# Bacaan yang Diberikan
Adapun koalisi yang dimaksud dalam tulisan ini, dibatasi pada koalisi antar parpol Islam dan parpol sekuler. Dengan mengamati realitas politik praktis, koalisi parpol Islam dan parpol sekuler dapat didefinisikan secara umum sebagai penggabungan atau kerjasama parpol Islam dan parpol sekuler untuk mempengaruhi proses-proses politik, seperti misalnya : (1) menentukan calon presiden dan calon wakil presiden, (2) menentukan menteri-menteri di kabinet, (3) menentukan strategi untuk menyusun parlemen yang mendukung pemerintah, (4) menentukan platform dan arah kebijakan, dan lain-lain.
Koalisi parpol Islam dan parpol sekuler di Indonesia sudah lama terjadi. Fakta ini tidak terjadi belakangan ini saja, katakanlah tahun 1999 ketika ada koalisi yang disebut Poros Tengah, yang dimotori PAN (partai sekuler) dan PPP (partai Islam) guna menggolkan Gus Dur sebagai Presiden RI ke-4. Bahkan sejak tahun 1945, koalisi seperti ini sudah pernah terjadi. Masyumi sebagai parpol Islam telah menjalin koalisi dengan berbagai parpol sekuler. Pada tahun 1945-1946 (Kabinet Syahrir I), terjadi koalisi Masyumi – Parkindo (Partai Kristen Indonesia). Lalu, pada tahun 1950-1951 (Kabinet Natsir) terjadi koalisi Masyumi - PSI, tahun 1951-1952 (Kabinet Sukiman) dan dan tahun 1952-1953 (Kabinet Wilopo) terjadi koalisi Masyumi - PNI. (Alfian, 1981; Ricklefs, 2005; Mashad, 2008; Kiswanto, 2008).
Pada masa kini, koalisi parpol Islam dan parpol sekuler juga sering terjadi, seperti dalam berbagai Pilkada. Di Pilkada Gubernur Sulawesi Selatan tahun 2007, PKS berkoalisi dengan Partai Golkar (Jurdi, 2009). Bahkan di Papua, PKS berkoalisi dengan PDS (partai Kristen).
Koalisi pragmatis model PKS itu mengingatkan orang pada koalisi Ikhwanul Muslimin dengan beberapa partai sekuler di Mesir. Ikhwanul Muslimin di Mesir pernah berkoalisi dengan Partai Wafd, yang merupakan gabungan partai komunis dan partai sekuler di Mesir. Ikhwan juga pernah berkoalisi dengan Partai Asy-Sya’ab, yaitu partai buruh dalam pemilu anggota legislatif. Gerakan Islam Syiria juga pernah berkoalisi dengan unsur kekuatan nasionalis Syiria untuk beroposisi dengan penguasa dan dalam rangka berupaya menggantikannya. Gerakan dakwah Yaman juga pernah berkoalisi dengan partai berkuasa dan kemudian membentuk lembaga kepresidenan untuk menjalankan pemerintahan. Gerakan dakwah Islam di Sudan juga pernah berkoalisi dengan tentara untuk menjalankan urusan kenegaraan. (Anonim, 2004).

# Data Terkumpul

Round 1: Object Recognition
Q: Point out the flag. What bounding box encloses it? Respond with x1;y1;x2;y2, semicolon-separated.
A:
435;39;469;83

# Tugas Anda
Lanjutkan bacaan tentang koalisi parpol Islam dan parpol sekuler mulai dari titik bacaan itu berhenti. Data di atas merupakan bahan tersendiri yang terpisah dari bacaan.

# Jawaban Tertulis
Inilah sekilas pengertian dan fakta koalisi parpol Islam dan parpol sekuler.
Hukum Koalisi Parpol Islam & Parpol Sekuler
Dengan meneliti fakta (manath) koalisi partai Islam dan partai sekuler yang ada, dapat diketahui bahwa tujuan utama koalisi tersebut secara garis besar ada 3 (tiga); Pertama, untuk menentukan presiden dan wakil presiden. Kedua, untuk menentukan menteri-menteri dalam kabinet. Ketiga, untuk menciptakan stabilitas politik dalam parlemen.
Faktanya, dalam menjalankan sistem pemerintahan sekuler sekarang (republik), semua lembaga politik seperti presiden, menteri, dan parlemen, tidak menggunakan Syariah Islam sebagai hukum positif (yang berlaku), melainkan menggunakan hukum-hukum buatan manusia (hukum kufur/thaghut/jahiliyah).
Presiden dan para menteri, misalnya, tugas utamanya sebagai pemegang kekuasaan eksekutif bukanlah menjalankan Syariah Islam, melainkan menjalankan UU buatan manusia (produk lembaga legislatif). Parlemen, tugas utamanya sebagai pemegang kekuasaan legislatif adalah melakukan legislasi UU yang tidak merujuk kepada wahyu sebagai sumber hukumnya, melainkan menjadikan manusia sebagai sumber hukumnya. Kalau ada legislasi atau penerapan Syariah, hanyalah sedikit atau parsial saja, dan merupakan perkecualian.
Padahal, Islam di satu sisi telah mewajibkan umatnya untuk menerapkan Syariah Islam, secara menyeluruh/kaffah dan bukan secara parsial. (Lihat QS An-Nisaa : 58; QS Al-Maaidah : 48-49; QS Al-Baqarah : 208; QS Al-Baqarah : 85).
Di sisi lain Islam telah mengharamkan umatnya untuk menerapkan hukum kufur, yaitu hukum selain Syariah Islam. (Lihat QS Al-Maaidah : 44, 45, 47; QS Al-Maaidah : 50; QS An-Nisaa` : 60; QS An-Nisaa` : 65). Firman Allah SWT :
Maka dari itu, mempertimbangkan tujuan-tujuan koalisi yang telah disebutkan di atas, dan pertentangannya yang nyata dengan syara’, maka koalisi parpol Islam dan parpol sekuler hukumnya haram secara syar’i.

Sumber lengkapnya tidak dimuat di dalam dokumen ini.